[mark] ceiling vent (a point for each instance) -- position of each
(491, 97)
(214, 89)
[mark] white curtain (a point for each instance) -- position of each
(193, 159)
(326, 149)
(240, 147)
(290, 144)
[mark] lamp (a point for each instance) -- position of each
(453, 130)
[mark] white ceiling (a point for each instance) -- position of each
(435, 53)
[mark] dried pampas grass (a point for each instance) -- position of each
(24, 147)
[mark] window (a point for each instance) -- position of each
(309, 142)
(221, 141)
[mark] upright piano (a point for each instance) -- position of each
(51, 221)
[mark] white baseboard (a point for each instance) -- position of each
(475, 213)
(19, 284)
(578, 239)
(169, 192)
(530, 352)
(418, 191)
- - - - -
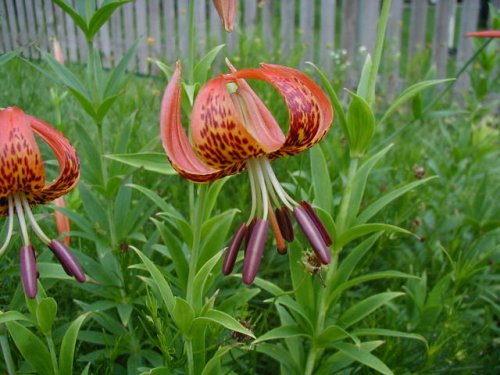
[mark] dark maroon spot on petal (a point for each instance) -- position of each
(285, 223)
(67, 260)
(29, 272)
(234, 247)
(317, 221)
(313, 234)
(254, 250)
- - - - -
• _Problem details_:
Show every line of the records that contains the word "position".

• _Output below_:
[mark] ceiling vent (a point for each instance) -- position of each
[mark] white curtain (a point for each instance) -- position of each
[mark] lamp (a point for each instance) -- position of each
[mark] white ceiling (a point for each instance) -- position of each
[mark] dried pampas grass (a point for each instance) -- position of each
[mark] window (a point for each instance) -- position of each
[mark] upright piano (a point for each instance) -- position of each
[mark] white baseboard (a point for each instance) -- position of each
[mark] dark maroon spot on petal (a point for each instance) -- position of each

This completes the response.